It did not take long for the Palestinians to see through this gambit, and relations with the Israelis soon returned to the tense and sometimes violent status quo ante. It was only after Arafat’s suspicious death in 2004 that the Israelis finally got a Palestinian “leader,” in the person of Mahmoud Abbas, who would cooperate with them in this process of pacification. Organized resistance then became the pursuit of those in Gaza who persist in calling the “peace process” a fraud. They are correct.

“Detached from Reality”

The present Israeli Prime Minister, Benjamin Netanyahu, and some of his ministers have, of late, hinted at the truth. Netanyahu recently told the Knesset, Israel’s parliament, that criticism of his government’s expansion of Jewish settlements in East Jerusalem (which are illegal under international law), whether it comes from the U.S. government or Jewish groups such as J Street and Peace Now, are “words detached from reality” and “foster false statements [of hope] from the Palestinians,” therefore delaying the coming of “peace.”

Likewise, Israel’s ambassador in Washington, Ron Dermer, has accused Palestinian “president” Abbas, the very man who helps Israel pacify the West Bank population, of “promoting hatred of Jews.” Why? Because Abbas has complained at the United Nations and other world forums of Israel’s unwillingness to bring the “peace process” to a conclusion that he and his Palestine National Council could accept. Abbas, who lost the last Palestinian free election (held in 2006) to Hamas, but with U.S. and Israeli support has usurped the office of Palestinian president, is actually a nearly perfect “peace partner” for the Israelis. The amount of compromise he asks for from the Israeli side in exchange for coming to terms is embarrassingly minimal. However, Netanyahu’s government refuses the Palestinians any compromise at all because, for these Zionists, the “peace process” is a facade whose only value lies in its very fraudulence. Its only value is as a cover for the process of territorial absorption.

Thus, it is probably justified to conclude that a good number of Israelis (and certainly a vast majority of their leadership) are not interested in peace, and probably have never been, unless you define peace as total Palestinian surrender. More accurately, they are interested in expansion and control of all of Palestine from the Jordan to the Mediterranean Sea. After six decades of a “peace process” going nowhere, anyone who does not understand this is deluding themselves.

Self-Delusion

Just who are those deluding themselves? Many of them are diaspora Jews who are, whether they understand it or not, caught in a contradiction: they are at once committed to Zionism’s ideological goal of a secure Jewish state in Palestine, but nonetheless are, at this moment of maximum Israeli power, calling for ideological compromise. Some of these people are members of Zionist groups in the U.S. such as Peace Now and J Street. Both organizations want continuing peace negotiations with the Palestinians looking toward achieving some variation of the two-state solution. J Street is apparently upset with Netanyahu’s determination to continue the colonization process “in every part of Judea and Samaria” (the West Bank) as well as East Jerusalem because to do so “erects one obstacle to peace after another.”

[Stored data entries]
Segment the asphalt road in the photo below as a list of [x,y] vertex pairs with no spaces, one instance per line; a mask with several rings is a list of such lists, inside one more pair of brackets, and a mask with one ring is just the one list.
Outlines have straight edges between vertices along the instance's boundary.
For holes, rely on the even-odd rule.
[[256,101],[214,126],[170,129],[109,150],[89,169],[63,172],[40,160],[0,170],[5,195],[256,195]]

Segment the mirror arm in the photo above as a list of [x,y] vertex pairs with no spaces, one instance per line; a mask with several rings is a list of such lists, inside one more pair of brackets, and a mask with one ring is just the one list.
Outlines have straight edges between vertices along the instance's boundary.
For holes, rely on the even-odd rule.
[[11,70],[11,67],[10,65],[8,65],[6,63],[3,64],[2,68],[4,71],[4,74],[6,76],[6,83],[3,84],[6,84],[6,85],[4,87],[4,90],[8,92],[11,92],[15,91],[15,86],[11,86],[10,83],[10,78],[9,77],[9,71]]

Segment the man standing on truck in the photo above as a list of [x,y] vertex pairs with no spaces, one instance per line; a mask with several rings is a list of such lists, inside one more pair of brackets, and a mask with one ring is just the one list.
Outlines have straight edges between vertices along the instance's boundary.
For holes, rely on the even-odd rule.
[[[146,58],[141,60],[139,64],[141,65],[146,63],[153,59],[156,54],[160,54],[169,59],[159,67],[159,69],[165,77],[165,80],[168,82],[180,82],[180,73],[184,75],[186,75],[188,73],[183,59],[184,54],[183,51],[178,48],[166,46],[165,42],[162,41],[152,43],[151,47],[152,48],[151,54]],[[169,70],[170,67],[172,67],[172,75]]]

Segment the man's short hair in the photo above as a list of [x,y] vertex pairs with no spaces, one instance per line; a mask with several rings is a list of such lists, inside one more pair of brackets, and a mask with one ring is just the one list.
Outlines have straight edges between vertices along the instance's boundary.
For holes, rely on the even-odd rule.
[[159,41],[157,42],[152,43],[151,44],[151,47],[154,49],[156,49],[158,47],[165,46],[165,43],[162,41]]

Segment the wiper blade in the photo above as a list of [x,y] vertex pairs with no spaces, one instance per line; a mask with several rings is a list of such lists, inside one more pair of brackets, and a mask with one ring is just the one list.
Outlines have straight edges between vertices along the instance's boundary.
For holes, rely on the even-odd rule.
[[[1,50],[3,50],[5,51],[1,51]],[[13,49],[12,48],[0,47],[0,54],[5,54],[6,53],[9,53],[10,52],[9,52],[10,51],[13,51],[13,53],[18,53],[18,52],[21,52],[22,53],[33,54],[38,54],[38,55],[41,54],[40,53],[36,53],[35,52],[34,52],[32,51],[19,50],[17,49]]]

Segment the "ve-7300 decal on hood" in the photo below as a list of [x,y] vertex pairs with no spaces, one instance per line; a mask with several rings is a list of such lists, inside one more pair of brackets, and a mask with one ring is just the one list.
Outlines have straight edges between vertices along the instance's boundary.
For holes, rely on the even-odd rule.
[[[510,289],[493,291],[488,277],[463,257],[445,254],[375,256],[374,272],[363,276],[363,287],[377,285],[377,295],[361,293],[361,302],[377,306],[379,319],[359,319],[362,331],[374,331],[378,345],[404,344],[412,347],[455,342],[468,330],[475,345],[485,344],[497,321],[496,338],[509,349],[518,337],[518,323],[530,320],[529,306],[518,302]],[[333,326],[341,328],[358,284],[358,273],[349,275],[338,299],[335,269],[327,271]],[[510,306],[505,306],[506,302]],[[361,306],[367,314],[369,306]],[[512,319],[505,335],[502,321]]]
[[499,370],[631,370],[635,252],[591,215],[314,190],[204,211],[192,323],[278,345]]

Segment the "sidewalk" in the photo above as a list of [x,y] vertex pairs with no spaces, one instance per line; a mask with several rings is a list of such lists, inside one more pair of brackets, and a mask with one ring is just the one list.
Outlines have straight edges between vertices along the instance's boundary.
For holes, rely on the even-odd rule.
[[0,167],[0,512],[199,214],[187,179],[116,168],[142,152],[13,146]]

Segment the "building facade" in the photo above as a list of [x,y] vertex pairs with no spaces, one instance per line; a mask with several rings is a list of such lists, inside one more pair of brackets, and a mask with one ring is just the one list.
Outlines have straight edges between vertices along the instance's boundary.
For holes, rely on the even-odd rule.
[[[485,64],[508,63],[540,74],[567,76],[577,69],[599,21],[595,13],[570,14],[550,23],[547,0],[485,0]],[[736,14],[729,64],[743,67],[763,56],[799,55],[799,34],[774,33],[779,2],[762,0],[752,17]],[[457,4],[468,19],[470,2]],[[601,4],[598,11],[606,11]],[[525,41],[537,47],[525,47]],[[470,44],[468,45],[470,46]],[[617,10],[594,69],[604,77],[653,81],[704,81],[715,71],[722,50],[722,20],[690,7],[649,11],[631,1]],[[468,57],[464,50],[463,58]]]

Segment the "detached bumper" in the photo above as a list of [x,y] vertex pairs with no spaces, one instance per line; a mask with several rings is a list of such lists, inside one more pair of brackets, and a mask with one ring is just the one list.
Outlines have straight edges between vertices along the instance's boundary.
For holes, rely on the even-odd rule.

**Exercise instructions:** Summarize the text on the Israeli-Palestinian "peace process" in two sentences. The records come from a separate source.

**Result for this task:** The text argues that the "peace process" is a fraud that Netanyahu's government values only as cover for absorbing territory, refusing the Palestinians any compromise even though Mahmoud Abbas helps Israel pacify the West Bank population and asks for very little. It concludes that most of Israel's leadership wants control of all of Palestine rather than peace, and that many of those deluding themselves are diaspora Jews, some of them in groups such as J Street and Peace Now that still seek a two-state solution.